*O que fazer*.
1. Resuma em duas frases o texto sobre a queda de Mariupol.
2. Segundo o texto sobre a queda de Mariupol, de que Yuri Knutov chamou a luta pela siderúrgica?
3. Escreva a continuação do texto sobre a queda de Mariupol a partir do ponto em que ele termina.

Comentaristas russos pró-guerra disseram que a queda de Mariupol sinalizou o fim do mito da resistência de Kiev contra Moscou e potencialmente um momento decisivo na guerra que poderia abalar o moral ucraniano e desequilibrar o presidente Volodmir Zelenski.
“Este é o momento da verdade para aqueles que se gabavam de defender Mariupol que lhes foi confiada até a última gota de sangue”, disse Viacheslav Nikonov, membro do Parlamento que apresenta um dos programas de entrevistas políticas mais populares da televisão russa.
Durante anos, a mídia estatal russa e comentaristas conservadores retrataram o regimento Azov como prova de uma falsa alegação de que o estado ucraniano foi infectado pelo nazismo. Putin argumentou que o Kremlin, que constrói sua própria legitimidade sobre o legado da vitória soviética sobre a Alemanha nazista na Segunda Guerra Mundial, não poderia tolerar isso e, portanto, foi obrigado a invadir.
Yuri Knutov, historiador militar e diretor do Museu das Forças de Defesa Aérea, chamou a luta pela siderúrgica de “pequena Stalingrado”, comparando a luta com a famosa Batalha de Stalingrado na Segunda Guerra Mundial.

*Dados fornecidos*.
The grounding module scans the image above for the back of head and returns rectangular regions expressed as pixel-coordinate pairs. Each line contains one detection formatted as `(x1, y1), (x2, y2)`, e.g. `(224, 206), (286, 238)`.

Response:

*Respostas das tarefas*.
1. Comentaristas russos pró-guerra disseram que a queda de Mariupol sinalizou o fim do mito da resistência de Kiev e pode ser um momento decisivo, capaz de abalar o moral ucraniano. Durante anos, a mídia estatal russa usou o regimento Azov como prova de uma falsa alegação de nazismo no estado ucraniano, e um historiador militar comparou a luta pela siderúrgica à Batalha de Stalingrado.

2. De "pequena Stalingrado".

3.
Para muitos comentaristas conservadores, o regimento Azov também tem sido um símbolo do amplo sentimento anti-russo na Ucrânia. Andrei Medvedev, apresentador de televisão e deputado da legislatura da cidade de Moscou, chamou Azov de “a unidade mais motivada e ideologicamente mais animada” das forças ucranianas.
“Agora parece que esses ‘cavaleiros’ estão um pouco quebrados”, escreveu ele no aplicativo de mensagens Telegram. “Eles desmoronaram espiritualmente.”
Em meio a uma crescente sensação de frustração com o lento progresso da ofensiva da Rússia no leste da Ucrânia, a rendição em Azovstal encorajou alguns comentaristas. Maksim Fomin, um blogueiro pró-guerra, disse que a rendição era a prova de que os ucranianos “não estão prontos para morrer por seus ideais”.
Aleksandr Kazakov, um analista pró-Rússia, chamou a rendição de “uma grave derrota política” para o governo ucraniano, que “transformou Azovstal em um símbolo de sua luta, em um mito”.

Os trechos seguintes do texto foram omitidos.